(GIVEN RECORDS):
BEGIN

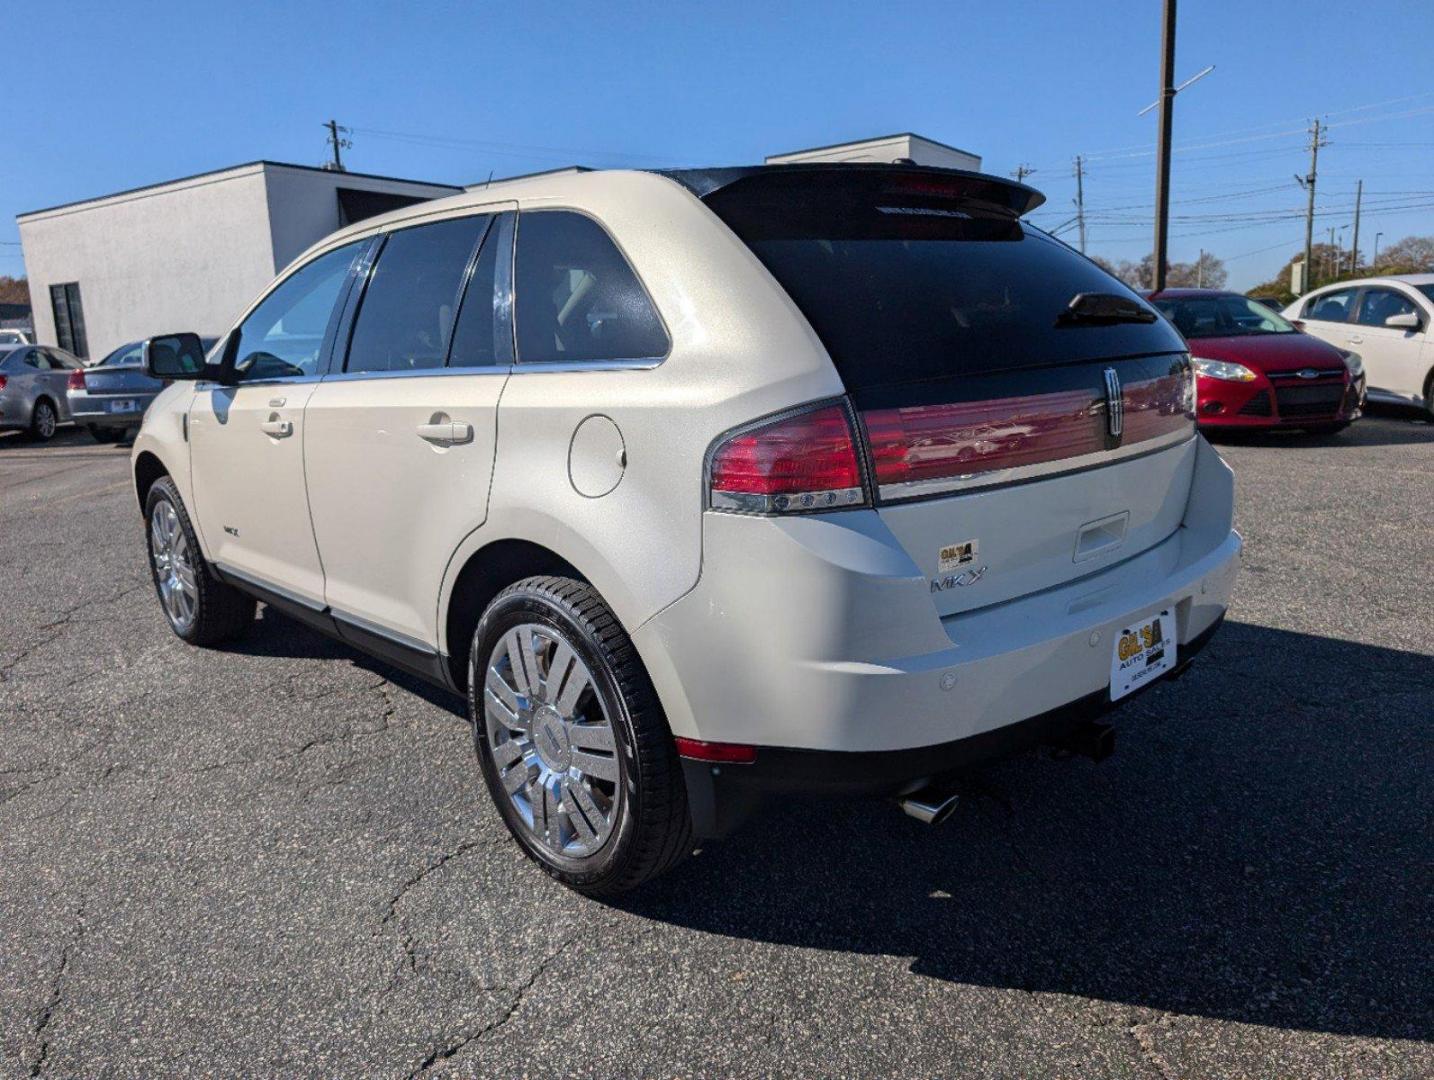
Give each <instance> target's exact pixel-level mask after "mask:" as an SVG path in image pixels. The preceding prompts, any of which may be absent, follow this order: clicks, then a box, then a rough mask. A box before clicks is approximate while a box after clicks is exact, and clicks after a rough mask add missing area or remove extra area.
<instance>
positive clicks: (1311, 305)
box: [1305, 288, 1355, 323]
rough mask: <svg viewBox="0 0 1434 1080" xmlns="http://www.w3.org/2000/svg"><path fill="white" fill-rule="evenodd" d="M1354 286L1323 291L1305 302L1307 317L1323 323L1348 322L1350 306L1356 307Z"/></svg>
mask: <svg viewBox="0 0 1434 1080" xmlns="http://www.w3.org/2000/svg"><path fill="white" fill-rule="evenodd" d="M1354 294H1355V290H1352V288H1336V290H1334V291H1332V293H1321V294H1319V295H1318V297H1314V298H1311V300H1309V303H1306V304H1305V318H1314V320H1318V321H1321V323H1348V321H1349V308H1351V307H1354Z"/></svg>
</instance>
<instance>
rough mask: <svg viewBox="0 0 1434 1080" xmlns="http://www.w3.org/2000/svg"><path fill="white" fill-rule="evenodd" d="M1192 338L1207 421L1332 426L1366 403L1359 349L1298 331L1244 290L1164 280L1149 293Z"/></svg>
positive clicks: (1288, 426)
mask: <svg viewBox="0 0 1434 1080" xmlns="http://www.w3.org/2000/svg"><path fill="white" fill-rule="evenodd" d="M1146 295H1147V298H1149V300H1150V303H1152V304H1154V307H1156V308H1157V310H1159V311H1160V313H1162V314H1163V316H1164V317H1166V318H1169V320H1170V321H1172V323H1173V324H1174V327H1176V330H1179V331H1180V333H1182V334H1183V336H1184V340H1186V341H1187V343H1189V346H1190V359H1192V363H1193V364H1195V373H1196V380H1195V384H1196V417H1197V420H1199V423H1200V426H1202V427H1226V429H1233V427H1302V429H1305V430H1311V432H1324V433H1332V432H1338V430H1342V429H1345V427H1348V426H1349V423H1351V422H1352V420H1355V419H1357V417H1358V416H1359V410H1361V409H1362V406H1364V364H1362V363H1361V360H1359V357H1358V356H1357V354H1355V353H1349V351H1345V350H1341V349H1335V347H1334V346H1331V344H1326V343H1325V341H1321V340H1319V338H1316V337H1311V336H1309V334H1305V333H1301V331H1299V330H1296V328H1295V327H1293V326H1291V324H1289V323H1288V321H1285V318H1283V317H1282V316H1279V314H1278V313H1276V311H1273V310H1271V308H1269V307H1266V305H1265V304H1260V303H1258V301H1255V300H1250V298H1249V297H1245V295H1240V294H1239V293H1223V291H1217V290H1210V288H1167V290H1163V291H1160V293H1147V294H1146Z"/></svg>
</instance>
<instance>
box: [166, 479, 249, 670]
mask: <svg viewBox="0 0 1434 1080" xmlns="http://www.w3.org/2000/svg"><path fill="white" fill-rule="evenodd" d="M145 535H146V538H148V541H149V545H148V546H149V571H151V575H152V577H153V581H155V594H156V595H158V597H159V607H161V610H162V611H163V612H165V618H166V620H169V628H171V630H174V631H175V634H178V635H179V637H181V638H184V640H185V641H188V643H189V644H191V645H218V644H221V643H225V641H232V640H235V638H237V637H239V635H242V634H244V633H245V631H247V630H248V628H250V627H251V625H252V624H254V608H255V601H254V598H252V597H250V595H247V594H244V592H239V591H238V589H237V588H234V587H232V585H225V584H224V582H222V581H219V579H218V578H217V577H215V575H214V571H212V569H211V568H209V564H208V562H206V561H205V558H204V554H202V552H201V551H199V539H198V536H196V535H195V532H194V525H192V524H191V522H189V513H188V511H185V508H184V501H182V499H181V498H179V491H178V489H176V488H175V483H174V480H171V479H169V478H168V476H161V478H159V479H158V480H155V483H153V486H152V488H151V489H149V496H148V498H146V499H145Z"/></svg>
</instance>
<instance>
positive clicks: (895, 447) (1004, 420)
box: [862, 371, 1193, 498]
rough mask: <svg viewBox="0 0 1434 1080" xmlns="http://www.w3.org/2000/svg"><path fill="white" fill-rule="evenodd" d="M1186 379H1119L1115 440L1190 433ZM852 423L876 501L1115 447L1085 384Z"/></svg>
mask: <svg viewBox="0 0 1434 1080" xmlns="http://www.w3.org/2000/svg"><path fill="white" fill-rule="evenodd" d="M1190 384H1192V379H1190V376H1189V373H1183V371H1174V373H1170V374H1164V376H1160V377H1157V379H1146V380H1141V382H1133V383H1126V384H1124V386H1123V389H1121V393H1120V403H1121V406H1123V422H1124V430H1123V435H1121V437H1120V440H1119V446H1123V447H1130V446H1133V445H1136V443H1141V442H1146V440H1150V439H1156V437H1160V436H1169V435H1173V433H1179V432H1183V430H1193V423H1192V420H1193V417H1192V409H1193V400H1190ZM862 420H863V423H865V425H866V437H868V442H869V443H870V449H872V465H873V469H875V476H876V486H878V491H879V492H880V493H882V496H883V498H901V496H903V495H919V493H925V491H931V489H939V488H941V486H942V485H941V483H939V482H949V480H955V479H958V478H971V479H972V483H971V486H981V483H982V482H994V480H995V479H997V478H995V476H992V475H991V473H997V472H1002V470H1007V469H1020V468H1024V466H1031V465H1048V463H1053V462H1063V460H1073V459H1078V458H1086V456H1088V455H1100V453H1103V452H1106V450H1110V449H1114V445H1116V443H1114V437H1113V436H1111V435H1110V432H1108V429H1107V419H1106V397H1104V394H1103V393H1097V390H1096V389H1094V387H1091V389H1078V390H1058V392H1053V393H1044V394H1028V396H1020V397H997V399H989V400H982V402H958V403H951V404H926V406H918V407H908V409H876V410H869V412H865V413H862ZM1096 460H1097V463H1098V459H1096ZM982 478H984V480H982Z"/></svg>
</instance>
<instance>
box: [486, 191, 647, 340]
mask: <svg viewBox="0 0 1434 1080" xmlns="http://www.w3.org/2000/svg"><path fill="white" fill-rule="evenodd" d="M513 303H515V305H516V320H518V360H519V361H521V363H578V361H589V360H645V359H654V357H663V356H667V349H668V340H667V331H665V330H664V328H663V323H661V320H660V318H658V316H657V310H655V308H654V307H652V301H651V300H650V298H648V295H647V291H645V290H644V288H642V284H641V283H640V281H638V280H637V274H634V273H632V267H630V265H628V262H627V260H625V258H622V252H621V251H618V247H617V244H614V242H612V240H611V238H609V237H608V234H607V232H605V231H604V229H602V227H601V225H598V222H595V221H594V219H592V218H588V217H584V215H582V214H574V212H571V211H536V212H529V214H523V215H521V217H519V219H518V258H516V271H515V301H513Z"/></svg>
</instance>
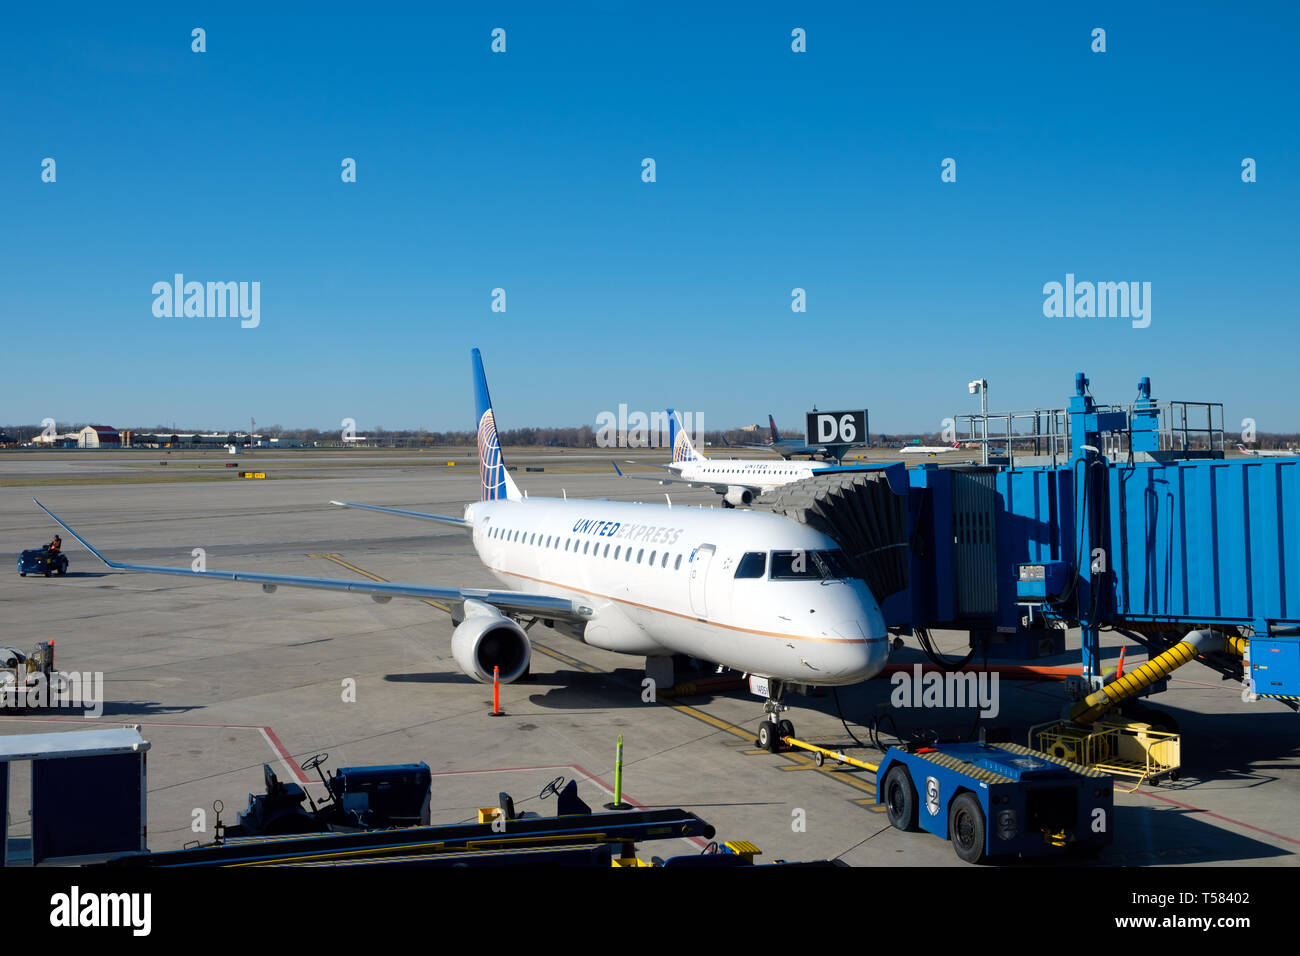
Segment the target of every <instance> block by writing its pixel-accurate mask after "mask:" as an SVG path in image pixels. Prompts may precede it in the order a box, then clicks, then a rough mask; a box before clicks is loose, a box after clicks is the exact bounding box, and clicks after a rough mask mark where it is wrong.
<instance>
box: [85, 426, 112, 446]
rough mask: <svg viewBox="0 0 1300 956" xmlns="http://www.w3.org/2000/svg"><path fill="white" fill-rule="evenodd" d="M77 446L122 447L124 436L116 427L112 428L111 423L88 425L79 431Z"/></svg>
mask: <svg viewBox="0 0 1300 956" xmlns="http://www.w3.org/2000/svg"><path fill="white" fill-rule="evenodd" d="M77 447H79V449H101V447H112V449H120V447H122V436H120V434H118V433H117V429H116V428H110V427H109V425H86V427H85V428H83V429H81V431H79V432H78V433H77Z"/></svg>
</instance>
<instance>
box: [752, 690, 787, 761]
mask: <svg viewBox="0 0 1300 956" xmlns="http://www.w3.org/2000/svg"><path fill="white" fill-rule="evenodd" d="M784 696H785V682H784V680H772V682H770V683H768V696H767V702H766V704H763V710H764V711H766V713H767V717H766V718H764V721H763V723H761V724H759V726H758V740H757V741H755V743H757V744H758V745H759V747H762V748H763V749H764V750H767V752H768V753H780V752H781V750H783V749H785V744H784V743H783V737H793V736H794V724H793V723H790V722H789V721H783V719H781V711H783V710H789V708H788V706H785V705H784V704H781V698H783V697H784Z"/></svg>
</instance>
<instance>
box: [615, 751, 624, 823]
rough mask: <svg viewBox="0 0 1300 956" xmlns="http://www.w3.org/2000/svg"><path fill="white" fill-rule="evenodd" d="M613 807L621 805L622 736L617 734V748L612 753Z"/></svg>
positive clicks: (622, 797)
mask: <svg viewBox="0 0 1300 956" xmlns="http://www.w3.org/2000/svg"><path fill="white" fill-rule="evenodd" d="M614 805H615V806H621V805H623V735H621V734H619V748H617V749H616V750H615V753H614Z"/></svg>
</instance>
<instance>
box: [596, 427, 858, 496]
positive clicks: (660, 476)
mask: <svg viewBox="0 0 1300 956" xmlns="http://www.w3.org/2000/svg"><path fill="white" fill-rule="evenodd" d="M668 433H669V438H671V441H672V463H671V464H660V466H659V467H660V468H663V470H664V471H667V472H668V473H667V475H663V476H646V475H624V473H623V471H621V470H620V468H619V466H617V463H614V470H615V471H616V472H617V473H619V477H629V479H640V480H642V481H658V483H659V484H662V485H667V484H669V483H680V484H684V485H692V486H693V488H712V489H714V490H715V492H718V493H719V494H720V496H723V507H738V506H741V505H749V503H750V502H753V501H754V497H755V496H759V494H762V493H763V492H770V490H772V489H774V488H779V486H780V485H788V484H793V483H794V481H802V480H805V479H810V477H813V476H814V475H820V473H823V472H827V471H853V468H836V467H833V466H827V464H816V463H815V462H793V460H781V462H774V460H770V459H768V460H742V459H738V458H732V459H722V458H706V457H705V455H702V454H699V451H697V450H695V445H694V442H692V441H690V433H689V432H686V429H685V428H682V425H681V419H680V418H677V412H676V411H673V410H672V408H669V410H668Z"/></svg>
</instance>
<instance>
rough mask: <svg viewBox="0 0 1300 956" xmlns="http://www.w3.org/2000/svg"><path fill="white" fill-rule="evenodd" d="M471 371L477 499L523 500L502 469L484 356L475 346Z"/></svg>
mask: <svg viewBox="0 0 1300 956" xmlns="http://www.w3.org/2000/svg"><path fill="white" fill-rule="evenodd" d="M471 356H472V364H473V375H474V412H476V415H477V420H478V477H480V496H481V501H498V499H500V498H508V499H510V501H523V498H524V496H523V494H520V493H519V488H516V486H515V481H513V480H512V479H511V477H510V473H508V472H507V471H506V459H504V457H503V455H502V454H500V442H498V441H497V419H495V418H494V416H493V411H491V397H490V395H489V394H487V376H486V375H485V373H484V360H482V355H480V354H478V350H477V349H474V350H473V352H471Z"/></svg>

END

Gather every line above in which the string "before" appears, and copy each of those lines in full.

Give each <instance> target's exact pixel-level mask after "mask:" as an SVG path in image pixels. The preceding prompts, any of which may be absent, follow this order: clicks, then a box, then a rough mask. A box before clicks is approximate while a box after clicks is exact, and clicks after a rough mask add missing area or remove extra area.
Segment the target of every <instance> block by writing its pixel-accurate mask after "mask:" as an SVG path in image pixels. Prompts may precede it in the order a box, then clicks, then a rough mask; a box before clicks is loose, a box after clicks is the exact bounding box, and clicks after a rough mask mark where it is wrong.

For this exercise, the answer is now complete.